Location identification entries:

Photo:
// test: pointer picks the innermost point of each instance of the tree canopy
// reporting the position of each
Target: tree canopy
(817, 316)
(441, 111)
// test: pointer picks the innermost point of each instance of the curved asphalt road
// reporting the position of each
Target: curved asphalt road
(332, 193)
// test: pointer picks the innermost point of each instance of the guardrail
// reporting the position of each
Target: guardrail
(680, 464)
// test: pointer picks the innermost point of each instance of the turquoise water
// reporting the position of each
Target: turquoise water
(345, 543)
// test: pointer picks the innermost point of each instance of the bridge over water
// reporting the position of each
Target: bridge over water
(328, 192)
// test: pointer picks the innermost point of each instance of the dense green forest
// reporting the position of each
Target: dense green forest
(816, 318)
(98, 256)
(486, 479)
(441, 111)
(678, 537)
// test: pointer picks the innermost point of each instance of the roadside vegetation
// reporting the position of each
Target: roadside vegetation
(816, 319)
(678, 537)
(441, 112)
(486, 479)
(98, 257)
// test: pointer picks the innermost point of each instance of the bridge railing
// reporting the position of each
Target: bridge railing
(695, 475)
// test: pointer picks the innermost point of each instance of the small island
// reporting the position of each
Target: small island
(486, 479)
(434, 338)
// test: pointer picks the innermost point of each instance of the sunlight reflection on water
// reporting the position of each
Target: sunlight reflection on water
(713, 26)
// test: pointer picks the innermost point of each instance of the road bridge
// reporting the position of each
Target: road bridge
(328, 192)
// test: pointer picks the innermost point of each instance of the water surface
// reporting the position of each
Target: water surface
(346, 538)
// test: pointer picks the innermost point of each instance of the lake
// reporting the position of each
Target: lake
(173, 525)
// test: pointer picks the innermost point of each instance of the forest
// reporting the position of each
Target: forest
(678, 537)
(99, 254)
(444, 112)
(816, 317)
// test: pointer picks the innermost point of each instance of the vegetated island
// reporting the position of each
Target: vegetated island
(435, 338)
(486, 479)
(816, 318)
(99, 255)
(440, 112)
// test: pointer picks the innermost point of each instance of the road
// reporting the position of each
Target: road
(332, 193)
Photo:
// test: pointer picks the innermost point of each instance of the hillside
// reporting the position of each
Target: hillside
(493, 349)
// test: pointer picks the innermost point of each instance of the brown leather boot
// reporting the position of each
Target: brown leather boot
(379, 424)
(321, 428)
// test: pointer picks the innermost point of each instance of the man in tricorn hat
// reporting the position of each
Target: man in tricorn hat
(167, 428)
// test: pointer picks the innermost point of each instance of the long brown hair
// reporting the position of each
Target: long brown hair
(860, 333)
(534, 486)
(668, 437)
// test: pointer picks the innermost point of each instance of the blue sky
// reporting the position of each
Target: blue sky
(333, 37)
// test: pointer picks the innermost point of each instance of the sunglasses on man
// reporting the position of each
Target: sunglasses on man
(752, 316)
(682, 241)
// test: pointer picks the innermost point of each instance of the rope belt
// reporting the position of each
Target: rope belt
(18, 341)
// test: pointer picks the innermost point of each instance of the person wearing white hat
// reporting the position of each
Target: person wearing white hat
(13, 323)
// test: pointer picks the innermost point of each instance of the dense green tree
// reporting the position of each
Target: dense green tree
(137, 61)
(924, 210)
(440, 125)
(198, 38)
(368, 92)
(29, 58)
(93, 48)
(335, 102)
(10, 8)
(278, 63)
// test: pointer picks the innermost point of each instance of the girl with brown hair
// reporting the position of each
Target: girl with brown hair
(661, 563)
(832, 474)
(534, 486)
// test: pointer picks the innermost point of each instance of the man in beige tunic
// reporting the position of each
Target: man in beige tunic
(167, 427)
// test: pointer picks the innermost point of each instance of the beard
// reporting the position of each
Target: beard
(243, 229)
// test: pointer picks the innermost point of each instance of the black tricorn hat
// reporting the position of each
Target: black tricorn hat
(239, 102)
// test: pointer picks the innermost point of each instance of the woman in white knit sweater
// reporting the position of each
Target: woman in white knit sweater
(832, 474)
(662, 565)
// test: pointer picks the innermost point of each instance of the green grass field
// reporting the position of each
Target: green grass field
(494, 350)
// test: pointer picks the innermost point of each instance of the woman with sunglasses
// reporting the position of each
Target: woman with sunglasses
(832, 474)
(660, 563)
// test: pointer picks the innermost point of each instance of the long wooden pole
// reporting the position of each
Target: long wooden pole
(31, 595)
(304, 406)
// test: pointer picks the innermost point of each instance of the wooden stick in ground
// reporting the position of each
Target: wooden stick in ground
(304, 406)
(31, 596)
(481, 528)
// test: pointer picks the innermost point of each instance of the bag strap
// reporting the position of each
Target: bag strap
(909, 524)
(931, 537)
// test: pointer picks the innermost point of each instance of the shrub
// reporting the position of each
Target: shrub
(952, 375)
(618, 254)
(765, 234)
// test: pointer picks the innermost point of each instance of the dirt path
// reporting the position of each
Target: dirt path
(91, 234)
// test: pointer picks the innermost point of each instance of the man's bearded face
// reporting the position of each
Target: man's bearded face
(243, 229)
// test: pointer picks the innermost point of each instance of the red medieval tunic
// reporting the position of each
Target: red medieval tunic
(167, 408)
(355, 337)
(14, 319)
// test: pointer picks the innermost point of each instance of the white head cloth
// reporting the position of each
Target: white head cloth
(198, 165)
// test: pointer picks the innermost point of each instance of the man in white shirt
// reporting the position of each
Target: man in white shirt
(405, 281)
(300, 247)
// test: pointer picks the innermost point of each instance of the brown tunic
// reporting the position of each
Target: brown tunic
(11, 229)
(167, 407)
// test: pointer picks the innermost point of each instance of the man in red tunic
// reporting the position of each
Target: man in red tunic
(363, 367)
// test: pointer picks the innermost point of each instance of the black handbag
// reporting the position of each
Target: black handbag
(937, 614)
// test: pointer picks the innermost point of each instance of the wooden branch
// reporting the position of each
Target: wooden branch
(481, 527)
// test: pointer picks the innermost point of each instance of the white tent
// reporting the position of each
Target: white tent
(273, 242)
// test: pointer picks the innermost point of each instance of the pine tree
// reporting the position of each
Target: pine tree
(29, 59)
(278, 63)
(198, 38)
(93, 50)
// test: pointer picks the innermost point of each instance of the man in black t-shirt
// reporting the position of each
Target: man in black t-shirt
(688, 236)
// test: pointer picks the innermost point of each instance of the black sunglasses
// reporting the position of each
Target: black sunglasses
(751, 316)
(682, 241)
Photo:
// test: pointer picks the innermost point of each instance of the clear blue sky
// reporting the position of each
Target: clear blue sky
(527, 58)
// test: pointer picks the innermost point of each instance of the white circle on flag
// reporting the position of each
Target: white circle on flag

SHORT PROBLEM: Through the last line of the entries above, beginning at the line containing "the red medieval tunic", transcribe each line exactly, both ends included and nothing more.

ANSWER:
// test: pointer picks the innermost point of each instance of the red medieval tunic
// reporting the position of each
Target: red medieval tunic
(167, 408)
(355, 337)
(14, 319)
// test: pointer picks the innermost point of each instance of the white head cloth
// reporting the position of each
Target: white head cloth
(198, 165)
// test: pointer picks the innermost point of each instance of the man in white shirt
// reporting the position of each
Target: man in white shirt
(405, 281)
(300, 247)
// test: pointer picks the innermost point of each instance of the brown tunic
// reporting the position of each
Target: brown tunic
(11, 229)
(167, 407)
// test: pointer picks the innermost point of each instance of the man in red tunic
// reporting the position of each
Target: man in red tunic
(363, 367)
// test: pointer picks the innermost point of each instance of the black handbag
// reporting the position of each
Target: black handbag
(937, 614)
// test: pointer picks the innermost point of each instance of the wooden branch
// reporting the position of each
Target: wooden branch
(481, 527)
// test: pointer picks the innermost point of each instance of the white tent
// reporting the position of each
Target: white tent
(273, 242)
// test: pointer picks the innermost point of each instance of the pine tree
// reporting the position of each
Target: pine tree
(29, 59)
(278, 63)
(198, 38)
(93, 50)
// test: pointer picks the innermost point of each instance of the man in black t-shirt
// reporting the position of each
Target: man in black t-shirt
(688, 236)
// test: pointer picks the innermost point of each instance of the black sunglasses
// reporting the position of each
Target: black sunglasses
(751, 316)
(682, 241)
Photo:
// test: pointer picks the innermost point of each instance of the clear blue sky
// reporting the position of each
Target: clear blue sky
(527, 58)
// test: pointer picks the innermost point of each instance of the white circle on flag
// reporting the position of each
Target: white circle on flag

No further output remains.